▶ _EXERCISE GOAL_:
Answer these from the Kay Smith biography:
(a) In what town did Smith grow up?
(b) For how many years did she teach a watercolor class at the Old Town Triangle Art Center?
(c) How many books did she illustrate for Thomas Jones?

▶ _PASSAGE GIVEN_:

____________________

Kay Smith (born 1923) is a historical artist, who specializes in using watercolors and depicting landscapes.

Early life
Smith grew up in Vandalia, Illinois and was the fourth of six children.

Career

During World War II, she moved to Chicago and attended classes at the School of the Art Institute of Chicago.  She worked as a commercial illustrator until the 1970s, when she turned to historical subjects. She visited historical sites to depict them accurately and raise awareness about these sites importance to the national heritage.

For 21 years, Smith taught a watercolor class at the Old Town Triangle Art Center in Old Town, Chicago.

She has produced four books on her artwork and more than 250 paintings. She illustrated over 30 books for Thomas Jones, an editor at J.G. Ferguson Publishing Co.

____________________

[Items from a data source]
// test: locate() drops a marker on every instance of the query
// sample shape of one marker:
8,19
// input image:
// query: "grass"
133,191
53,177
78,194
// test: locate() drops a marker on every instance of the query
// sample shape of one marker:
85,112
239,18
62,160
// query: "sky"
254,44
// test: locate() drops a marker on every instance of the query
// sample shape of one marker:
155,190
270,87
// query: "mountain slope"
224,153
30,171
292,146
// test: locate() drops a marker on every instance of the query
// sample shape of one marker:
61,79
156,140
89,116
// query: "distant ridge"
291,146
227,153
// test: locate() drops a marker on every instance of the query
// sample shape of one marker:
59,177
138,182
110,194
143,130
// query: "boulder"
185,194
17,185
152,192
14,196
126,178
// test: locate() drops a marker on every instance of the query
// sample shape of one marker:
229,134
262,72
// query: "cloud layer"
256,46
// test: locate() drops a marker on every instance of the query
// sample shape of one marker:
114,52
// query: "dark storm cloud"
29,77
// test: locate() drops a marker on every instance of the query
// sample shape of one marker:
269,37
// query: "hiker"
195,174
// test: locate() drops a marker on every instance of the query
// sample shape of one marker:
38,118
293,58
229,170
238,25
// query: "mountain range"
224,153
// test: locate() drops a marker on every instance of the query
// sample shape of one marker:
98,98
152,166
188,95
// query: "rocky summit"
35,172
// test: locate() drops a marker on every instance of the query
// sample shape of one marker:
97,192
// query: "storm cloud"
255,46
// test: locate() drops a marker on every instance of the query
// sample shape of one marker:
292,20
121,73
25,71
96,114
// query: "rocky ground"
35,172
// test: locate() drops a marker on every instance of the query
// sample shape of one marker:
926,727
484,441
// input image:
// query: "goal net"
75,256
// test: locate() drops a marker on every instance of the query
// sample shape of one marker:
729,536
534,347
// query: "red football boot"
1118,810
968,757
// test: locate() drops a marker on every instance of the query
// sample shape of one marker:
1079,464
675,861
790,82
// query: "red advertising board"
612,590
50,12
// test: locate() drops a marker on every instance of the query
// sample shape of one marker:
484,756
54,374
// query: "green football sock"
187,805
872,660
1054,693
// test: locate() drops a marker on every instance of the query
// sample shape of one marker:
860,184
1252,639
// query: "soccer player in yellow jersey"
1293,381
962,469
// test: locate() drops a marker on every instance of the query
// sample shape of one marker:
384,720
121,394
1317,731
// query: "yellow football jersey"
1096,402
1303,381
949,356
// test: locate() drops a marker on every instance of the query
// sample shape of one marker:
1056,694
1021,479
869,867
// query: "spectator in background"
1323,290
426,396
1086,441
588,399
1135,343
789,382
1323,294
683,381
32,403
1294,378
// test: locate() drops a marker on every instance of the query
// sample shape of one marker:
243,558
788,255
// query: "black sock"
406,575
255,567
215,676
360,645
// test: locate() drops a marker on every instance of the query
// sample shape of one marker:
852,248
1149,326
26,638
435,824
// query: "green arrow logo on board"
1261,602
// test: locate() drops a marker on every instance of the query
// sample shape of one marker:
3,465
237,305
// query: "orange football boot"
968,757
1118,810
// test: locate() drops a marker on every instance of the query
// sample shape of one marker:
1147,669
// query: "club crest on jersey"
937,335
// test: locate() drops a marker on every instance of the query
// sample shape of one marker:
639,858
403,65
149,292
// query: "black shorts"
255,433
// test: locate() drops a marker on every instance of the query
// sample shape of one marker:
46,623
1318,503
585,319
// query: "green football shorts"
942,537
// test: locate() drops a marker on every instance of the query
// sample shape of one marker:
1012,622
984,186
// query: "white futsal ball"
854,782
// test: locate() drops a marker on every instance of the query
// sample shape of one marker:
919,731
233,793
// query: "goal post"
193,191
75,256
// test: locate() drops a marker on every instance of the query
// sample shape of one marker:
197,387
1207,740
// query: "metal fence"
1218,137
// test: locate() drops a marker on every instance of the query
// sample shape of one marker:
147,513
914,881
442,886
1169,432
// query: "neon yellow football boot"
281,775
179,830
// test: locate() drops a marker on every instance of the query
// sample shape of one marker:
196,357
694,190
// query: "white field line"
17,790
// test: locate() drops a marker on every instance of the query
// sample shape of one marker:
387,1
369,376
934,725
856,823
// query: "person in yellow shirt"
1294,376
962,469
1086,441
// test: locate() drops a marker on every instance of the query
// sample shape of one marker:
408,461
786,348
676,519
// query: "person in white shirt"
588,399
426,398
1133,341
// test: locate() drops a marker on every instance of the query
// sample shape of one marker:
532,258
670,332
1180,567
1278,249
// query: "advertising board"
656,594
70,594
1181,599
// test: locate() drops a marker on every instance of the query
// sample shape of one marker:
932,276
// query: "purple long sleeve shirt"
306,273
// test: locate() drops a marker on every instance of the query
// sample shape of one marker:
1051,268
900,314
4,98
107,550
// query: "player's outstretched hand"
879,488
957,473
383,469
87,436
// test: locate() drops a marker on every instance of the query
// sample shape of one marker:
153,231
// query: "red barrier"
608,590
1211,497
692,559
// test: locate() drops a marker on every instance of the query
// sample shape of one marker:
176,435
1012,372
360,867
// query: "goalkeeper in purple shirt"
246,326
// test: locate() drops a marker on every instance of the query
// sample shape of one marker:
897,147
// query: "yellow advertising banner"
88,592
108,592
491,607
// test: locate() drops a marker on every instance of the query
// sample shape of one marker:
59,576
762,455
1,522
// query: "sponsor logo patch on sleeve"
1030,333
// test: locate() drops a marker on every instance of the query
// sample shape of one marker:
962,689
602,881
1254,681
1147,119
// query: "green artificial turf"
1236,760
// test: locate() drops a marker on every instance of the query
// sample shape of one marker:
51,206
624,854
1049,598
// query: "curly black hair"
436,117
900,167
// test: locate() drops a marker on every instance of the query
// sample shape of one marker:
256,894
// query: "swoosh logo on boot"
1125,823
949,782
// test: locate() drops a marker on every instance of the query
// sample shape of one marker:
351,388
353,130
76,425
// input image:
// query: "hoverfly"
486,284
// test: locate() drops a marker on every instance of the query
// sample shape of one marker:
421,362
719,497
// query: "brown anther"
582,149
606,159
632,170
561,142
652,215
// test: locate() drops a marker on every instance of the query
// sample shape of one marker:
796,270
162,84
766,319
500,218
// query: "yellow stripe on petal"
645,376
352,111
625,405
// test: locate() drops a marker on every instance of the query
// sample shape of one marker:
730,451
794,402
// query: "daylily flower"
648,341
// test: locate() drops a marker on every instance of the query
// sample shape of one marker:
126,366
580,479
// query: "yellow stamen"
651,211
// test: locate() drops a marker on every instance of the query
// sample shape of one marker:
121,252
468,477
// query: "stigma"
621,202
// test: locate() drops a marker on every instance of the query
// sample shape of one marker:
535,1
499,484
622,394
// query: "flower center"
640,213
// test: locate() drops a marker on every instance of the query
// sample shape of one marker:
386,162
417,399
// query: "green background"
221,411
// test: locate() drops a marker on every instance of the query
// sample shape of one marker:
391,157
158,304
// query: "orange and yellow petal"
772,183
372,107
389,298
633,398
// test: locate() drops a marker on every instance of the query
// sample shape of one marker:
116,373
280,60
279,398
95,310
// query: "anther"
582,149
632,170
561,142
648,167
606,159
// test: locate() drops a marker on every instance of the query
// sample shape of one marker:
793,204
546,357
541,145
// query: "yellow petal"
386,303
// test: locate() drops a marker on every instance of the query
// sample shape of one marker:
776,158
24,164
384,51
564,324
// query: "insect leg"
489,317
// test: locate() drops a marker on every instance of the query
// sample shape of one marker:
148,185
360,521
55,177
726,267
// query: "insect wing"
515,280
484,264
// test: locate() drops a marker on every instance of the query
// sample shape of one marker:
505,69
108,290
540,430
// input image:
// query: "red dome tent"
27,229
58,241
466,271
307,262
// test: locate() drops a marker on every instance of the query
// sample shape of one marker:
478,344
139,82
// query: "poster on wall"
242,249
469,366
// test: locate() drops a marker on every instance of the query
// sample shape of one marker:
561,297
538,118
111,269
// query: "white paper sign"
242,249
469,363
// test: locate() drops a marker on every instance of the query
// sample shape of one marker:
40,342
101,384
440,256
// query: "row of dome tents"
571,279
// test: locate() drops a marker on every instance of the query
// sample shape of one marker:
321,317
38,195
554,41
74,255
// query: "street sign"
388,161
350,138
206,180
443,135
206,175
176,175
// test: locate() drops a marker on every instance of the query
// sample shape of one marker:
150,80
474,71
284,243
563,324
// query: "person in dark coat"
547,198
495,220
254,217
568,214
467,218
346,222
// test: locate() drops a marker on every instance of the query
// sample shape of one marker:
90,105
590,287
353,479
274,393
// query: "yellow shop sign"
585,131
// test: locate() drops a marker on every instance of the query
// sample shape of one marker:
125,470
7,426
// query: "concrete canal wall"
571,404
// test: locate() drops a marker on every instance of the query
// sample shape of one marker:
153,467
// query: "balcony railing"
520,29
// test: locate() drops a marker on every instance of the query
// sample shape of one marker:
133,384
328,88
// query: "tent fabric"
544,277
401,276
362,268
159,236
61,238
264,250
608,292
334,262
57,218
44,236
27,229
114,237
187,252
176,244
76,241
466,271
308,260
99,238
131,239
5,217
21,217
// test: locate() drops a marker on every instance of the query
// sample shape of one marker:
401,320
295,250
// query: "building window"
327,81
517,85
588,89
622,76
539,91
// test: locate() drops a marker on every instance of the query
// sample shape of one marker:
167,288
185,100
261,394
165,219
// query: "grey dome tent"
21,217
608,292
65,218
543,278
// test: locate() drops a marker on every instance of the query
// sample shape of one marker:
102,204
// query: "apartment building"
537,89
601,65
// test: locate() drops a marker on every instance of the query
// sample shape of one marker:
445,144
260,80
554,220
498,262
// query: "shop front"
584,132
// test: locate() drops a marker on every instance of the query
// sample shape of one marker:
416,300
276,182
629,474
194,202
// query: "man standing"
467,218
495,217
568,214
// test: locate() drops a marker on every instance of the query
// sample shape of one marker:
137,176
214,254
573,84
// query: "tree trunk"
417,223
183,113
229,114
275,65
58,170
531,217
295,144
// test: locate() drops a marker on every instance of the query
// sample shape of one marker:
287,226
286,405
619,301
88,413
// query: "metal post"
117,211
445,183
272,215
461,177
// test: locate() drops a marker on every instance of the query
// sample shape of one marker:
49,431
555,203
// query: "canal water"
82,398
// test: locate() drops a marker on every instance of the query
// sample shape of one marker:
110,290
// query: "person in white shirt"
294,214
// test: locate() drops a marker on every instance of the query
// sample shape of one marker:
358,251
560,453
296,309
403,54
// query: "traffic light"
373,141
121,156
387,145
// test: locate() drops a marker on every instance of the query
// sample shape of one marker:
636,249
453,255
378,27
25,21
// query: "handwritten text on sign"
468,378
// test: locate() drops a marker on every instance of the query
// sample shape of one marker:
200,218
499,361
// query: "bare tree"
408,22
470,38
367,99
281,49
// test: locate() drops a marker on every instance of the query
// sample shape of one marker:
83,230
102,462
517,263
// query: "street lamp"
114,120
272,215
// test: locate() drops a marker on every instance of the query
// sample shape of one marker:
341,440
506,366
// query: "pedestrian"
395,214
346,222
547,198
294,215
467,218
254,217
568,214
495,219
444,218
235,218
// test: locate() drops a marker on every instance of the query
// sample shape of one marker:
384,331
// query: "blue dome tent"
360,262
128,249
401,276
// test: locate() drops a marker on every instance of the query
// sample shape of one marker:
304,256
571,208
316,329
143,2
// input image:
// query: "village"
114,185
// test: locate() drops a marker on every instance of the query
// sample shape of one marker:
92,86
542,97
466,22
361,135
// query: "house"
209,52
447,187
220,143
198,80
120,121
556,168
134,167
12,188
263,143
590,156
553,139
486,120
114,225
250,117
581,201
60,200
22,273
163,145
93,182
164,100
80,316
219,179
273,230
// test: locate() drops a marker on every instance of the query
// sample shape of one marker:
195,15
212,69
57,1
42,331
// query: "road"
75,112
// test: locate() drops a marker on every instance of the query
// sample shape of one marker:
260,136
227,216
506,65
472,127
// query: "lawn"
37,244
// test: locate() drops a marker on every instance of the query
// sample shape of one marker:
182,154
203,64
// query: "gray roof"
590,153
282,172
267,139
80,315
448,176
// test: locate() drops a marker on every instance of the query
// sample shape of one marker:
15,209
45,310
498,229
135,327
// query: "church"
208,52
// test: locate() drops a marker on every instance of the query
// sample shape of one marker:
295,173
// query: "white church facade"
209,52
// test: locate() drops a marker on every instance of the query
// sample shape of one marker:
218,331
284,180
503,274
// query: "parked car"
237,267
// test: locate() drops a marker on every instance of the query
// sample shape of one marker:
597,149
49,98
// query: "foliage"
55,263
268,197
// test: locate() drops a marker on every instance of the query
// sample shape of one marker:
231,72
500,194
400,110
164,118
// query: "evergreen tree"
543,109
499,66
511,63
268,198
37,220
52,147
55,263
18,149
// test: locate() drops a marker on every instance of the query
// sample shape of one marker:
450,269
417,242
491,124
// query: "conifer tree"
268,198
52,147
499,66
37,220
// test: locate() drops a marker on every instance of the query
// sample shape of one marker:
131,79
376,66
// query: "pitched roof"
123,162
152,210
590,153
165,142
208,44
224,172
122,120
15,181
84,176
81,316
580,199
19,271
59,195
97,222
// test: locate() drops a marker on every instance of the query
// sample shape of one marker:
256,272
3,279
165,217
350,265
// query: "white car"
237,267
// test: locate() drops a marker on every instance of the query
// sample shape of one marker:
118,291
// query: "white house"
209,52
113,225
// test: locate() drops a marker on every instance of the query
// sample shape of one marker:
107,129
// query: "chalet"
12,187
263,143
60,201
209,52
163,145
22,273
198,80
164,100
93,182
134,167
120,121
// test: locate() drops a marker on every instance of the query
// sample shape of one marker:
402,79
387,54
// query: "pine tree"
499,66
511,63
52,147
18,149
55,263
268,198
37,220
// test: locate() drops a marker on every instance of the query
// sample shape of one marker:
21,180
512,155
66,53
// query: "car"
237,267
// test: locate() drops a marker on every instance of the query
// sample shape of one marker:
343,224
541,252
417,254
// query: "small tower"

____________________

▶ _FINISHED TASK_:
(a) Vandalia, Illinois
(b) 21 years
(c) Over 30